Stored entries
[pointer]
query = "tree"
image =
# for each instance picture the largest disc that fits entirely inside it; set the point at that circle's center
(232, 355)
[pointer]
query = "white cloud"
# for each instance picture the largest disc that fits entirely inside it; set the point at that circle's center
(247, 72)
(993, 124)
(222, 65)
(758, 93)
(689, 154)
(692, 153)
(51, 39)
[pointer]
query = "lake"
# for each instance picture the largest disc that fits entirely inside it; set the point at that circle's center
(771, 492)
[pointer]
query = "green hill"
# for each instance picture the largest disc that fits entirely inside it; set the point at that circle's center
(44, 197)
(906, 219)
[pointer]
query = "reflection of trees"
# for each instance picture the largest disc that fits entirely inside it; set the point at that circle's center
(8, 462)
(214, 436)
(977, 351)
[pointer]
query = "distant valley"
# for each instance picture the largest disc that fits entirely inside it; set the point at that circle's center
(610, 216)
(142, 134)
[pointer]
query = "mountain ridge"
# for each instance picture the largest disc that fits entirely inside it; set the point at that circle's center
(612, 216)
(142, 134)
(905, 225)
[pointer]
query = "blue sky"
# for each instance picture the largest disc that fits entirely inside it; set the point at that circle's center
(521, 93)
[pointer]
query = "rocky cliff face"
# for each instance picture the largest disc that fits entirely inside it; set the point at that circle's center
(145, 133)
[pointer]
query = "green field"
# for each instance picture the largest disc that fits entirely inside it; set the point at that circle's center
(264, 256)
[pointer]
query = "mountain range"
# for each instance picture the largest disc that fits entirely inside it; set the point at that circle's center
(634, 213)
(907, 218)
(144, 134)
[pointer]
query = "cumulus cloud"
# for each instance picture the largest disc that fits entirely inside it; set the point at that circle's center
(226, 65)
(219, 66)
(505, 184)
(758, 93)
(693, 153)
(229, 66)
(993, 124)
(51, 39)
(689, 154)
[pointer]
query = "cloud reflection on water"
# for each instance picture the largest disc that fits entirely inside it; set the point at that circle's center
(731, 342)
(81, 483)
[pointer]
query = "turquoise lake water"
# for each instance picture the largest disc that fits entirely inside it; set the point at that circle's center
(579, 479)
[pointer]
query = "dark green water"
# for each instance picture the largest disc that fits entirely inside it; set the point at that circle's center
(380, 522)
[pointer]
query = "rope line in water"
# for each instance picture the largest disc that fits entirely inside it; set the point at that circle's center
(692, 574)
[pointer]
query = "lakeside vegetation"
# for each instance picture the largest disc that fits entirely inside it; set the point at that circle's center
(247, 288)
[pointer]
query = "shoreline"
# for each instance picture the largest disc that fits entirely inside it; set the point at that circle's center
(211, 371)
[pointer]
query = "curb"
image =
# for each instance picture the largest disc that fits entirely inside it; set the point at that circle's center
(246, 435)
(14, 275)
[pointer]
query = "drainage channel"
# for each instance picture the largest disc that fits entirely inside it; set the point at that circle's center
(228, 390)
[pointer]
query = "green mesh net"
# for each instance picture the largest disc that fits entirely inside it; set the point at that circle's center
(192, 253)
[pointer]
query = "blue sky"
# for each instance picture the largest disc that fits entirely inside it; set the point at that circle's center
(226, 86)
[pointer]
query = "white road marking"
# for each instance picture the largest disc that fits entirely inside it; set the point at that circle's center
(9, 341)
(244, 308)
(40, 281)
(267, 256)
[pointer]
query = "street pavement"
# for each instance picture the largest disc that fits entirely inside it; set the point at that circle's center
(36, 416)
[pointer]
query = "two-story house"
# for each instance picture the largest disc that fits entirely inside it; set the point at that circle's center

[GOAL OF THE EXERCISE] All of the entries above need to be reproduced verbatim.

[TASK RESPONSE]
[pointer]
query = "tree"
image =
# for each instance picture the largest disc that fits entirely inside it; set the point at that circle's center
(232, 355)
[pointer]
query = "white cloud"
# for each instance picture the largest disc that fits entirely inside it; set the point at that circle's center
(247, 72)
(993, 124)
(222, 65)
(758, 93)
(689, 154)
(692, 153)
(51, 39)
[pointer]
query = "lake"
# for each instance picture the largest disc that fits entirely inside it; set the point at that circle's center
(771, 492)
[pointer]
query = "green hill"
# for each instance picture the largest disc that fits entirely inside it; set the point at that circle's center
(44, 197)
(906, 219)
[pointer]
query = "reflection of trees"
# for each instance picture the largest disc that fits entirely inside it; set the point at that circle's center
(8, 462)
(214, 436)
(977, 351)
[pointer]
query = "distant valley"
# for each instance picture the largest disc that fits entirely inside it; set the point at that circle's center
(610, 216)
(142, 134)
[pointer]
query = "mountain ridge"
# for each instance picture the largest disc that fits entirely inside it; set the point at that circle's center
(612, 216)
(142, 134)
(905, 225)
[pointer]
query = "blue sky"
# for each instance picture the largest disc that fits entirely inside it; set the point at that circle's center
(521, 93)
[pointer]
query = "rocky cliff face"
# for each instance picture the largest disc that fits entirely inside it; set the point at that circle's center
(145, 133)
[pointer]
query = "green field"
# for each instance picture the largest disc that fits entirely inside it; set the point at that circle's center
(264, 256)
[pointer]
query = "mountain range"
# for each instance picture the largest disc that fits entirely inside it; set the point at that circle's center
(634, 213)
(907, 218)
(144, 134)
[pointer]
query = "cumulus cloud"
# for each instance picture the largest disc that fits entirely inside it; set the point at that circle's center
(226, 65)
(219, 66)
(505, 184)
(758, 93)
(693, 153)
(229, 66)
(993, 124)
(51, 39)
(689, 154)
[pointer]
query = "cloud reflection on water"
# for each instance picture the largest disc that fits entirely inside it; set the point at that circle's center
(731, 342)
(81, 483)
[pointer]
query = "turquoise lake water"
# for each instance picture the largest disc that fits entirely inside it; set the point at that circle's center
(579, 479)
[pointer]
query = "dark green water"
# for each instance picture the largest disc that fits entirely inside it; set the point at that circle's center
(380, 522)
[pointer]
query = "rope line in water"
# for each instance picture the largest disc that fits entirely inside it; set the point at that circle's center
(692, 574)
[pointer]
query = "lakeside vegetation"
# for each instance picture the largest disc that fits entirely inside it; set the point at that circle's center
(247, 288)
[pointer]
query = "shoreline"
# for each instance picture the largest disc that fits entirely inside it; set the point at that circle's center
(211, 371)
[pointer]
query = "curb"
image =
# for each instance picture the largest disc that fits entirely inside it; set the point at that circle's center
(246, 435)
(14, 275)
[pointer]
query = "drainage channel"
# for each instance picture the largest disc that fits entirely inside it; set the point at that circle's center
(228, 390)
[pointer]
query = "green mesh net"
# for each instance picture the largest disc that fits entirely inside it; set the point at that circle's center
(192, 253)
[pointer]
query = "blue sky"
# for each instance picture the largest disc that fits entirely inside it; set the point at that circle's center
(226, 86)
[pointer]
query = "white road marking"
# for each instance picture the largest disc that fits entirely inside it; set the point at that circle's center
(9, 341)
(244, 308)
(40, 281)
(267, 256)
[pointer]
query = "street pavement"
# for each instance picture the largest disc that fits entirely inside it; set the point at that circle's center
(36, 416)
[pointer]
query = "two-story house"
# for each instance picture the largest disc that fits entirely inside it; set the point at that circle's center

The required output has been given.